··· Text ···

An odyssey spanning several decades as a prolific architect flees post-war Europe and navigates his own legacy amidst being hired by a high profile client…

At its core, cinema is a magic trick showing the audience a card, allowing them to see it, feel it, even hear it as it shuffles back into the deck before a final prestige, a flourish of revelation, transporting them into the land where the card and only the card exists. 

The Brutalist is a magic movie. It is transportive cinema. It is a masterstroke of immersion, a grandiose epic that feels unmatched in its scope yet intimately engrossing all the same. There’s simply not enough praise that can be offered to a film like The Brutalist, a movie so uncompromising in its vision that it bakes itself into the very fabric of film history at its very outset. It sounds like hyperbolic praise, but I know of no other way to express my adoration for The Brutalist. “Is there a better description of a cube than that of its own construction?”

Perhaps the best way to describe The Brutalist is in first identifying the artistry that constructs it. The expansive script from Brady Corbet and Mona Fastvold. The triumphant and twisted score from Daniel Blumberg.

The sublime cinematography by Lol Crawley complete with the inspired choice to shoot on Vistavision giving each frame the widest space imaginable for the film to capture the breadth of creativity that occupies architectural landscape and figures at its center, as if to say this is Laszlo’s very own mind sketched out onto this film’s vast canvas.

Much can be said about The Brutalist’s shockingly minimalist budget, but this is a film that could have been made for 100 million and I still would sing its praises. The direction of The Brutalist is sublime as Corbet imbues every scene with dense attention to detail, a historically rich piece of cinema that braves to make each frame feel consequential in its ties to theme, character, and historical context. The scope of Laszlo’s arduous journey in America is monumental, yet as a singular character he feels so flawed and earnestly sympathetic.

··· Provided records ···

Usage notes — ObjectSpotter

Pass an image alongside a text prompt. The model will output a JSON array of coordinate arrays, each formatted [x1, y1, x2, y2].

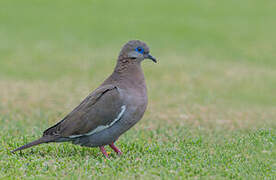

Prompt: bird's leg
[[109, 143, 122, 155], [100, 146, 108, 158]]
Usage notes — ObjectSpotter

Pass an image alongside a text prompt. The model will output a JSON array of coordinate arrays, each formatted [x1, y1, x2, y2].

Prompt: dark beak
[[145, 54, 157, 63]]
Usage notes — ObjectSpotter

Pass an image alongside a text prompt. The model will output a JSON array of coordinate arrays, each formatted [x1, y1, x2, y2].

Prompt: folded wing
[[43, 85, 126, 138]]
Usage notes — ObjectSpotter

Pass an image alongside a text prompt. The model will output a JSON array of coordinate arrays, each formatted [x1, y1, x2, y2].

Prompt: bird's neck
[[113, 59, 145, 85]]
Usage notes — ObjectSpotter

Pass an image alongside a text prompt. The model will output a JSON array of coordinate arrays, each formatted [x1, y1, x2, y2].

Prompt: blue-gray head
[[119, 40, 157, 63]]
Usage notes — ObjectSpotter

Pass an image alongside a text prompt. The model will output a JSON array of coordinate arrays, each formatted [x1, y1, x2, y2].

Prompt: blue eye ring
[[135, 47, 144, 54]]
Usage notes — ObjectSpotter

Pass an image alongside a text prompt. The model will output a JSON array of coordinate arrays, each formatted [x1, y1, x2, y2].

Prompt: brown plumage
[[12, 40, 156, 156]]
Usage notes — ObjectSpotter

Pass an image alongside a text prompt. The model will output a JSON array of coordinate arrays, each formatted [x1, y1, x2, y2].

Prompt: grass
[[0, 0, 276, 179]]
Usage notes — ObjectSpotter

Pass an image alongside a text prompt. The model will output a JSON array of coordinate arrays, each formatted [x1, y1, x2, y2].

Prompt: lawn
[[0, 0, 276, 179]]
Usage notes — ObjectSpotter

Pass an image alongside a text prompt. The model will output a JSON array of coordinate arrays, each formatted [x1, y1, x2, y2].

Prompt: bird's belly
[[73, 92, 147, 147]]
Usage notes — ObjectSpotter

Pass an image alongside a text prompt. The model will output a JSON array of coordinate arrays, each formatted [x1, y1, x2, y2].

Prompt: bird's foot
[[109, 143, 122, 155], [100, 146, 109, 158]]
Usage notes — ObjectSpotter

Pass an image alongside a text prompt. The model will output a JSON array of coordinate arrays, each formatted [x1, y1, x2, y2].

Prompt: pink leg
[[109, 143, 122, 155], [100, 146, 108, 158]]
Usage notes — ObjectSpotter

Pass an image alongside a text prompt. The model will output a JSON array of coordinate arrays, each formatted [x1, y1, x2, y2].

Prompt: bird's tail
[[11, 136, 56, 153]]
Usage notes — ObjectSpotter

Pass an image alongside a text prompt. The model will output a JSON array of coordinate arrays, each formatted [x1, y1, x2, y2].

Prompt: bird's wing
[[43, 85, 126, 138]]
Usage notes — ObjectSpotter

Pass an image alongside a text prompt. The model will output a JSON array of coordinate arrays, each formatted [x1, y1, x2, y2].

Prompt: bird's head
[[119, 40, 157, 63]]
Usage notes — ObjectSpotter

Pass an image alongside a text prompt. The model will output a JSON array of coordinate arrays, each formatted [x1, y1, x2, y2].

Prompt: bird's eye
[[135, 47, 144, 54]]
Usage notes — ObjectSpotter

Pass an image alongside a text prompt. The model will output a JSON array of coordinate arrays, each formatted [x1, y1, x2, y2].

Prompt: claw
[[109, 143, 122, 155], [100, 146, 109, 158]]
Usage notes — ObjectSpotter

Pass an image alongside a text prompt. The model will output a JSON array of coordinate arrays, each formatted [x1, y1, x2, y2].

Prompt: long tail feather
[[11, 136, 56, 153]]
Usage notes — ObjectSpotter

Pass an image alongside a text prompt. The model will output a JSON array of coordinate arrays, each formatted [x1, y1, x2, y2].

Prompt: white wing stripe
[[69, 105, 126, 138]]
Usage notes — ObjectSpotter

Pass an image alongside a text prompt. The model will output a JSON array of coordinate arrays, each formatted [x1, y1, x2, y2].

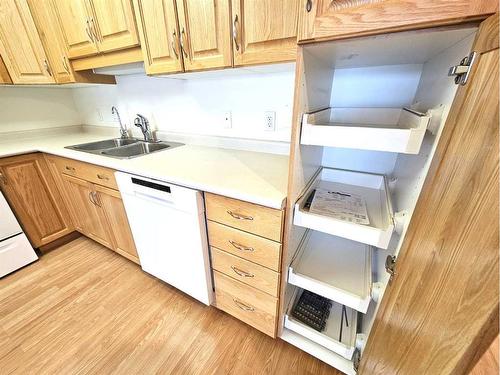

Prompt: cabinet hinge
[[385, 255, 396, 282], [448, 52, 477, 86]]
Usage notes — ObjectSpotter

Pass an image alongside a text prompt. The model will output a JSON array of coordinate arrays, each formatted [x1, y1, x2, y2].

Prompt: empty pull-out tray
[[288, 230, 372, 313], [285, 288, 358, 360], [300, 108, 431, 154], [293, 167, 394, 249]]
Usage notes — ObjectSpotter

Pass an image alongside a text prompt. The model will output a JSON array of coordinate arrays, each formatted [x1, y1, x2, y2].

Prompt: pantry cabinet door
[[231, 0, 299, 66], [28, 0, 75, 83], [0, 0, 55, 84], [52, 0, 99, 59], [298, 0, 498, 42], [134, 0, 183, 74], [177, 0, 232, 71], [63, 175, 113, 249], [0, 154, 73, 247], [359, 15, 499, 375], [90, 0, 139, 52], [94, 185, 139, 263]]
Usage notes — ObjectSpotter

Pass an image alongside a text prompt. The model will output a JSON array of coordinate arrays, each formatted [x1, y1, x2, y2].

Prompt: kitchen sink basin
[[68, 138, 139, 151], [102, 142, 171, 158], [66, 138, 183, 159]]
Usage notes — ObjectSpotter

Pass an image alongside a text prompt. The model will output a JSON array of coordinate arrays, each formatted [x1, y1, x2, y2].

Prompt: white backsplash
[[72, 64, 294, 142]]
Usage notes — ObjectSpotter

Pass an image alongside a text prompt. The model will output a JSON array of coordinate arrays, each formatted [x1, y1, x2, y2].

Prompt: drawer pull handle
[[227, 210, 253, 220], [229, 240, 254, 251], [231, 266, 255, 277], [233, 298, 255, 311]]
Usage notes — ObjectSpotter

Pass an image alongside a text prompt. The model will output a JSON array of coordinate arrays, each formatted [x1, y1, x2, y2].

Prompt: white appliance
[[115, 172, 213, 305], [0, 192, 38, 277]]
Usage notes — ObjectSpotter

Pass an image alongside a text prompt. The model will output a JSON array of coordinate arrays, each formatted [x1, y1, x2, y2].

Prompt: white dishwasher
[[115, 172, 213, 305]]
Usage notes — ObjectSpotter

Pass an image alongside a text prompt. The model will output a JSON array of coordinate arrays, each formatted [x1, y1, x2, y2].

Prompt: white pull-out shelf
[[293, 167, 394, 249], [288, 231, 372, 313], [300, 108, 431, 154], [285, 288, 358, 360], [281, 328, 356, 375]]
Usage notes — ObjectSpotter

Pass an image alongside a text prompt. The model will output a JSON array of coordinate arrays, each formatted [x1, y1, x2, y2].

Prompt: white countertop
[[0, 132, 288, 209]]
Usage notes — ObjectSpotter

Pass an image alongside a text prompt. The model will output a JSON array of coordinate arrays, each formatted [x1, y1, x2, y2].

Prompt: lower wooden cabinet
[[51, 156, 139, 264], [0, 153, 74, 247]]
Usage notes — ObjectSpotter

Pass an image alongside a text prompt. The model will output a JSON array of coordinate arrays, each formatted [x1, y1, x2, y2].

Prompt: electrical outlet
[[224, 111, 233, 129], [264, 111, 276, 131]]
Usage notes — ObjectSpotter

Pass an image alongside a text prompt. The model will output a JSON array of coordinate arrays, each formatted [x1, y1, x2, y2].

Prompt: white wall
[[72, 64, 294, 142], [0, 86, 81, 133]]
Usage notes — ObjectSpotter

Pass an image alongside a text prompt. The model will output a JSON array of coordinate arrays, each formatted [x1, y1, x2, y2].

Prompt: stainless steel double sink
[[65, 138, 183, 159]]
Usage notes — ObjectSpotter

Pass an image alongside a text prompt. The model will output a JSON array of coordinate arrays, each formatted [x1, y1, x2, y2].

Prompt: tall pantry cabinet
[[279, 5, 498, 374]]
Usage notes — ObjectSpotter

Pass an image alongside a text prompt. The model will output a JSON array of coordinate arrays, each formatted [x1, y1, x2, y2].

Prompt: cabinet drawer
[[211, 247, 279, 297], [54, 158, 118, 190], [214, 271, 278, 337], [207, 220, 281, 272], [205, 193, 283, 242]]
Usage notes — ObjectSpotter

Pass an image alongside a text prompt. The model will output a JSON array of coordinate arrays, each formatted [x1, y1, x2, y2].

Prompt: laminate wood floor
[[0, 237, 340, 375]]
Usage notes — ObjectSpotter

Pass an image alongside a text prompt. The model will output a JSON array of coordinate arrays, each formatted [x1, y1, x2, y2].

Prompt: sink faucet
[[134, 113, 154, 142], [111, 106, 128, 138]]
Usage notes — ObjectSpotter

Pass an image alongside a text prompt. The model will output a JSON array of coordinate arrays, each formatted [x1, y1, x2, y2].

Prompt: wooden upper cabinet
[[298, 0, 498, 42], [53, 0, 99, 58], [0, 154, 73, 247], [89, 0, 139, 52], [177, 0, 232, 71], [28, 0, 75, 83], [0, 0, 55, 84], [231, 0, 299, 66], [134, 0, 183, 74]]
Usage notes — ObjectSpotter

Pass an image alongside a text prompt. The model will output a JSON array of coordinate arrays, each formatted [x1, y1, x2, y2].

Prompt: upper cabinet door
[[134, 0, 183, 74], [28, 0, 75, 83], [231, 0, 299, 66], [298, 0, 498, 41], [177, 0, 232, 71], [0, 0, 55, 83], [90, 0, 139, 52], [53, 0, 99, 58]]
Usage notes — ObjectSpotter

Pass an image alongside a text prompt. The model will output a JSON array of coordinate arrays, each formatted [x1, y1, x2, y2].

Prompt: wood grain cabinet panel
[[134, 0, 183, 74], [90, 0, 139, 52], [298, 0, 498, 42], [0, 0, 55, 84], [53, 0, 99, 58], [63, 175, 113, 248], [214, 271, 278, 337], [0, 154, 73, 247], [177, 0, 232, 71], [93, 185, 139, 263], [231, 0, 299, 66]]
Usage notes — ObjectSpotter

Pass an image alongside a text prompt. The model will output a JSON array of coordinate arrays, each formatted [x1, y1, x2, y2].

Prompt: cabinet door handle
[[233, 15, 240, 51], [233, 298, 255, 311], [61, 55, 71, 74], [89, 191, 97, 206], [170, 30, 179, 60], [180, 28, 191, 60], [231, 266, 255, 277], [226, 210, 253, 220], [85, 18, 95, 43], [306, 0, 312, 13], [43, 59, 52, 77], [229, 240, 254, 252]]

···

Transcribe the film review above, from "The sublime cinematography" up to and including "and earnestly sympathetic.".

## Solution
The sublime cinematography by Lol Crawley complete with the inspired choice to shoot on Vistavision giving each frame the widest space imaginable for the film to capture the breadth of creativity that occupies architectural landscape and figures at its center, as if to say this is Laszlo’s very own mind sketched out onto this film’s vast canvas.

Much can be said about The Brutalist’s shockingly minimalist budget, but this is a film that could have been made for 100 million and I still would sing its praises. The direction of The Brutalist is sublime as Corbet imbues every scene with dense attention to detail, a historically rich piece of cinema that braves to make each frame feel consequential in its ties to theme, character, and historical context. The scope of Laszlo’s arduous journey in America is monumental, yet as a singular character he feels so flawed and earnestly sympathetic.